Requirements:
**a)** In the text about the film "My Dinner With Haskell," how long did Joan Churchill and Alan Barker spend following Haskell Wexler?
**b)** Write the next part of the text about the film "My Dinner With Haskell," starting right after its last sentence.

Text shown:
[Begin]
My Dinner with Haskell

“My Dinner With Haskell” is an exploration of the passions, ideas and convictions of acclaimed cinematographer, activist filmmaker and our dear friend Haskell Wexler. The through line of the film will be the lively debates and conversations with artists and activists that took place over meals. “My Dinner With Haskell” gives the audience a seat at the table to experience Haskell as we did.

Haskell Wexler was a cultural icon who inspired and nurtured many of today’s talented professionals. His impressive body of work spans both the Hollywood and documentary worlds. His activism was as much who he was as his legendary film career, although the two worlds rarely met.

Haskell was a passionate activist who never gave up hope that by his actions he could make the world a better place. Joan Churchill and Alan Barker spent ten years following Haskell. We wanted to show the man in all his vitality, pursuing his passions. He was never without his camera.

With our close access to Haskell, we followed him onto sets, on peace marches and Occupy LA protests. We see him at work, at film festivals, fighting to become president of his union. We learn about his generosity, his endless curiosity, and his empathy and deep commitment to human rights. But we also discover other things about the man…such as he knows every song that’s ever been sung on Broadway & he’s likely to burst out with a dirty limerick which he learned while in the Merchant Marines.
[End]
Raw data:
[Begin]
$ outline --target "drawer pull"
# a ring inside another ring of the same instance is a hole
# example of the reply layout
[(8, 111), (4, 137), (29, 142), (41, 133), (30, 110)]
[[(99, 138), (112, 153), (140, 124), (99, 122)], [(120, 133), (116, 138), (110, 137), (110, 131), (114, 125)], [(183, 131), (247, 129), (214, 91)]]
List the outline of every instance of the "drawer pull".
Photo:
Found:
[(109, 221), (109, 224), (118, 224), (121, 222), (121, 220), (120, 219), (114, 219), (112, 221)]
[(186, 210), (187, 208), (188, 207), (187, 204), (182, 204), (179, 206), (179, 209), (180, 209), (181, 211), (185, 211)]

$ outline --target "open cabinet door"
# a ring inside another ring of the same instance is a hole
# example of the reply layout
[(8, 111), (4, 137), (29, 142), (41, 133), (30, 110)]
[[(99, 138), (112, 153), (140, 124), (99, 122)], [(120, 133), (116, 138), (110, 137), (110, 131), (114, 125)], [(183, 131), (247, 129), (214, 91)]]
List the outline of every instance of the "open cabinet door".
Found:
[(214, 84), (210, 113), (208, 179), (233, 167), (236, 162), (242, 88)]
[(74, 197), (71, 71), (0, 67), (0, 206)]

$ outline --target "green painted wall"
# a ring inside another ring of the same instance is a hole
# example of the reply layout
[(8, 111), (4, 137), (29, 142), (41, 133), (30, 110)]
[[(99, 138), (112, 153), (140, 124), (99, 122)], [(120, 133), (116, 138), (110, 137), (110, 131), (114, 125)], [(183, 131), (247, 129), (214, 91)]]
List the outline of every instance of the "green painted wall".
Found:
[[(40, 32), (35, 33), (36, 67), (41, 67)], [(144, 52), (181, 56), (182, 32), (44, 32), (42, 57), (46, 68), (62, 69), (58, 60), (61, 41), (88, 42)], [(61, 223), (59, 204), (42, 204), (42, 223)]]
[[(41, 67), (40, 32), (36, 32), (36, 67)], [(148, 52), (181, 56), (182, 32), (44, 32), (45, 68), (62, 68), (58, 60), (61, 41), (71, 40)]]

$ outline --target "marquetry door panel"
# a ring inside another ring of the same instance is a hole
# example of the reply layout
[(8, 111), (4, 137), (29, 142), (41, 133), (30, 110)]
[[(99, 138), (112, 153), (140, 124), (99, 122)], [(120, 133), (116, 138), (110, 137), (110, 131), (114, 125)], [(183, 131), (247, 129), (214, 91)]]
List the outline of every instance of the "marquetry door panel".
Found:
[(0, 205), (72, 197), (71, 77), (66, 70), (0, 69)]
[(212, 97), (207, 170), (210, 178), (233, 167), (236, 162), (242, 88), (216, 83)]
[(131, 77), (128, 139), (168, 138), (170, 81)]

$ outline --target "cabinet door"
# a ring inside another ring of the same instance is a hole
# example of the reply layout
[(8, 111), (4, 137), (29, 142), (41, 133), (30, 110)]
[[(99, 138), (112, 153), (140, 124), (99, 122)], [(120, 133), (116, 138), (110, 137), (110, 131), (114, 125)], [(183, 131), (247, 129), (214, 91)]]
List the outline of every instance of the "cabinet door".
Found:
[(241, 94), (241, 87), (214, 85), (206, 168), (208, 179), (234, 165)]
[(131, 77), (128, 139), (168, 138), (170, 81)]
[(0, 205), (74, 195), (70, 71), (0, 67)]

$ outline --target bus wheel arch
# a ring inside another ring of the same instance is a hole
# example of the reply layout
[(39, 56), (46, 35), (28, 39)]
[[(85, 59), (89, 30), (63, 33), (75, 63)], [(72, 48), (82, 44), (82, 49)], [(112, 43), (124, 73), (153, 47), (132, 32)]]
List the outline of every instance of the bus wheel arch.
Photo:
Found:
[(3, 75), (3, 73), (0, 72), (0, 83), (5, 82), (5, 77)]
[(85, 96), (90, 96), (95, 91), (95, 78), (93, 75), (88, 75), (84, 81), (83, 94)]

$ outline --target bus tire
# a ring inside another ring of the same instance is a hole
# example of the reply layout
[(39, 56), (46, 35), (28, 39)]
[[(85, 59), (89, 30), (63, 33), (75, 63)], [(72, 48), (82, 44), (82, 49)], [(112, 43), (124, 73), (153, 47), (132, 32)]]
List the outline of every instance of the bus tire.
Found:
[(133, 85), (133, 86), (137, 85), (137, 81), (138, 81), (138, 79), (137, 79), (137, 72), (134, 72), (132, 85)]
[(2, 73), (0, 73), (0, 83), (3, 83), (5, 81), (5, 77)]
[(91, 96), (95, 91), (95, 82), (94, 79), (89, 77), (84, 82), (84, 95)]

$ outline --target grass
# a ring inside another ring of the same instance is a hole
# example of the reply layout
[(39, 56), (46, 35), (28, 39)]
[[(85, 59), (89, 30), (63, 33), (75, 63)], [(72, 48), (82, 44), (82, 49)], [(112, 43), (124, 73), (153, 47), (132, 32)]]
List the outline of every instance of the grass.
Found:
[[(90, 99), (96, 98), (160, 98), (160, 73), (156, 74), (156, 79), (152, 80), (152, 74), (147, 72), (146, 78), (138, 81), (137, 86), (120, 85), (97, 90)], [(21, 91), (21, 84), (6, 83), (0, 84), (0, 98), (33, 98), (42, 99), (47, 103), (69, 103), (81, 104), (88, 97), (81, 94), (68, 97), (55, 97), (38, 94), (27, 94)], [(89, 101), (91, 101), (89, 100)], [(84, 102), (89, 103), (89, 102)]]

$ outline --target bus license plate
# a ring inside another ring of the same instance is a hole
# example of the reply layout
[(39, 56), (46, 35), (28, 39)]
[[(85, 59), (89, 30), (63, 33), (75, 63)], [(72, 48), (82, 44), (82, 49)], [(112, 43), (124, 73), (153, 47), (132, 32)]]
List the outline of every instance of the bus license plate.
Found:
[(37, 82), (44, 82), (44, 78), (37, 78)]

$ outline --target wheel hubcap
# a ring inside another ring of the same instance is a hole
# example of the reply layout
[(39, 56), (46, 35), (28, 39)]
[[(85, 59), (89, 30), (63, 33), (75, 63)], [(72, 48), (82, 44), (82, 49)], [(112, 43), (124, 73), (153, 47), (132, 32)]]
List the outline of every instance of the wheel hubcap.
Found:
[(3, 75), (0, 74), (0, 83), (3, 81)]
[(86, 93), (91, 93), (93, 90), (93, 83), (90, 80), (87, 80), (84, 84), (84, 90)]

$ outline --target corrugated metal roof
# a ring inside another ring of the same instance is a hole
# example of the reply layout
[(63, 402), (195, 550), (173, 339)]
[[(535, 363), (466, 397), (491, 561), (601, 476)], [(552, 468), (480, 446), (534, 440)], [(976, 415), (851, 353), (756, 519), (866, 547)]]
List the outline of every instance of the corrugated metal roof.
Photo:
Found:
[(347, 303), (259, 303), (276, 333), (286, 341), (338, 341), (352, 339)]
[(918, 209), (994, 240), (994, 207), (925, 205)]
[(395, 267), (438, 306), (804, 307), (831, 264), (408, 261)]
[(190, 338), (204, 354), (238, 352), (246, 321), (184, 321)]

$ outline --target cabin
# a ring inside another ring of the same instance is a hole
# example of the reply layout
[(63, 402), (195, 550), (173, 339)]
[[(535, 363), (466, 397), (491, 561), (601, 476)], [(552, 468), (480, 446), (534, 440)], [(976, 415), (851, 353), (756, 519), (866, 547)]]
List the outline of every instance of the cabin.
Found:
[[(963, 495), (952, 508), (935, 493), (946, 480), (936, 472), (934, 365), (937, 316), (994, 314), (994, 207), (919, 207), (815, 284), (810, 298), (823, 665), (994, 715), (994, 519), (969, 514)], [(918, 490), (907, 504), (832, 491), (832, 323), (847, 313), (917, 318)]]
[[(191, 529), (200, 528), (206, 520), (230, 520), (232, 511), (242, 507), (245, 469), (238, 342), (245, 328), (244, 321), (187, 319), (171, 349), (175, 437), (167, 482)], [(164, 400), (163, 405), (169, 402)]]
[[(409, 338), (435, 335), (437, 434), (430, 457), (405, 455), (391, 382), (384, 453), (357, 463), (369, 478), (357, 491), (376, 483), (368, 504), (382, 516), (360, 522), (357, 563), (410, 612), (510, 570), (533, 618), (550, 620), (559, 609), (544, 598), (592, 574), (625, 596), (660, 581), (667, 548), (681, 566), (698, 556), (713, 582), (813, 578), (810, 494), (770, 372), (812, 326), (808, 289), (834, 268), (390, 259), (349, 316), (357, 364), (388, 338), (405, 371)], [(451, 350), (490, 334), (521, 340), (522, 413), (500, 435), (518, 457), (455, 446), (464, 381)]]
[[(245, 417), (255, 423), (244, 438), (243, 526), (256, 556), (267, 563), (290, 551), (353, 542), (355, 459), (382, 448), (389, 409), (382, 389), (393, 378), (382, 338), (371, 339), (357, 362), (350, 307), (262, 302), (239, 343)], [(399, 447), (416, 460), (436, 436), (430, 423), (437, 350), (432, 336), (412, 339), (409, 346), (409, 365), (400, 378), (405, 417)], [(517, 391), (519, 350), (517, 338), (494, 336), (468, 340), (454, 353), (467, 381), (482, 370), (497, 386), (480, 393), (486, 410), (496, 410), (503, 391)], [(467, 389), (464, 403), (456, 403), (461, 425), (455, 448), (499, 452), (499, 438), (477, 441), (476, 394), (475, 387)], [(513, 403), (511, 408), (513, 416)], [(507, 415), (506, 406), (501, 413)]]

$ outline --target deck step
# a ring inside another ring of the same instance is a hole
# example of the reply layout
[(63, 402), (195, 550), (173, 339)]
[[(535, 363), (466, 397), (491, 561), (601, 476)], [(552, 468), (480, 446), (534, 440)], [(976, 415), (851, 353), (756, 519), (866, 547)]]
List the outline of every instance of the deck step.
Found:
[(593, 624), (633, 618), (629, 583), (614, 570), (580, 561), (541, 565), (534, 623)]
[End]
Answers for the tasks:
**a)** Ten years.

**b)**
Throughout the film Jane Fonda and Haskell intersect. She gives him a life time achievement award at the beginning of the film and we’ve used her very funny speech to cover quickly Haskell’s amazing achievements all the while showing pictures from his entire life.  We also go to the Viennale with Haskell & Jane where they are honored. They both give moving statements about the devastation of war after a screening of “Coming Home.”  Then on the union election night when Haskell is waiting on the results, he is watching Jane give an extraordinary interview to Larry King about everything from her relationship with her father, to the travesty of American policy in both Vietnam and Iraq.  Haskell is moved by what she is saying and reminisces on their shared lives and films and problems of fatherhood. Jane Fonda has agreed to do the commentary for the film.

Since most of the people who intersect with Haskell are in the business of ‘taking pictures,’ the conversation often turns to issues confronting them. With D.A. Pennebaker and Chris Hegedus, Al Maysles, Hubert Sauper, Susan Meiselas and his filmmaking partners, Saul Landau and Kevin McKiernan, we explore the ethical dilemmas facing filmmakers and journalists when their subjects’ participation endangers their lives. We are exposed to discussions between equals about ‘reality’ and whether it’s possible to capture it, and how the camera affects the situation. We hear harrowing tales of shooting in dangerous situations but not even thinking about stopping, because it was important to document what was going on.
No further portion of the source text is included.